-------- EXTRAIT --------
C’est donc dans un contexte de développement énergétique chaotique sans égard à la protection du territoire agricole et de ceux qui y travaillent et y vivent que nous soumettons ce mémoire dont l’unique recommandation est de confirmer la protection, l’intégrité et la pérennité des terres agricoles du Québec reconnues par la Loi sur la protection du territoire et des activités agricole (LPTAAQ).
Ces trois prérogatives ont été récemment réaffirmées dans plusieurs décisions politiques et administratives prises au plus haut niveau du gouvernement québécois.
Permettez-nous de les rappeler ici :
la loi modifiant l’aménagement et l’urbanisme sanctionnée en juin 2023 article 2.2.1, alinéa 8 : La planification territoriale des municipalités régionales de comté et des municipalités poursuit, sans s’y restreindre, les finalités suivantes: la protection, la mise en valeur et la pérennité du territoire et des activités agricoles.
la politique nationale d’architecture et d’aménagement du territoire (PNAAT):
s’assurer que l’État joue un rôle structurant dans le développement des territoires en assurant la protection et la mise en valeur du territoire agricole;
offrir une protection accrue aux terres agricoles de meilleure qualité et maintenir un environnement propice au développement des activités agricoles.
Les orientations gouvernementales en aménagement du territoire (OGAT) : Orientation 3 : Planifier l’aménagement et le développement du territoire agricole de manière à assurer sa protection, la mise en valeur de son plein potentiel et à créer un cadre propice à la pratique des activités agricoles.
Le cadre de référence relatif à l’aménagement des parcs éoliens en milieux agricoles et forestiers, paragraphe 2.3:
protéger les terres cultivables de bon potentiel;
protéger les terres à drainage souterrain ou celles qui seront dotées de ce type de drainage à court ou à moyen terme;
favoriser la localisation des éoliennes et des lignes à la limite ou à l’extérieur de la zone agricole;
favoriser la localisation des ouvrages sur les terres dont le potentiel agricole et forestier est le plus faible;
éloigner les ouvrages des bâtiments agricoles et des autres installations agricoles.
-------- LIGNES AFFICHÉES --------
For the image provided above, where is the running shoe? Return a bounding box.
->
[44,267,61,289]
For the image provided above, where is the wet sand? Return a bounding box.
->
--------
▸ EXERCICES
[a] Recopiez, dans l'extrait sur les terres agricoles, le passage qui commence par « la politique nationale » et se poursuit jusqu'à « développement des activités agricoles. ».
[b] Pour chaque affirmation, indiquez par oui ou par non si elle concorde avec l'extrait sur les terres agricoles, et citez mot pour mot les termes de l'extrait qui tranchent. (i) Le mémoire ne contient qu'une seule recommandation. (ii) La loi modifiant l'aménagement et l'urbanisme a été sanctionnée en juin 2022. (iii) Le cadre de référence sur les parcs éoliens demande de placer les éoliennes au centre de la zone agricole.

▸ RÉPONSES AUX EXERCICES
[a]
la politique nationale d’architecture et d’aménagement du territoire (PNAAT):
s’assurer que l’État joue un rôle structurant dans le développement des territoires en assurant la protection et la mise en valeur du territoire agricole;
offrir une protection accrue aux terres agricoles de meilleure qualité et maintenir un environnement propice au développement des activités agricoles.

[b]
(i) Oui : « dont l’unique recommandation est de confirmer la protection, l’intégrité et la pérennité des terres agricoles du Québec »
(ii) Non : « sanctionnée en juin 2023 »
(iii) Non : « favoriser la localisation des éoliennes et des lignes à la limite ou à l’extérieur de la zone agricole »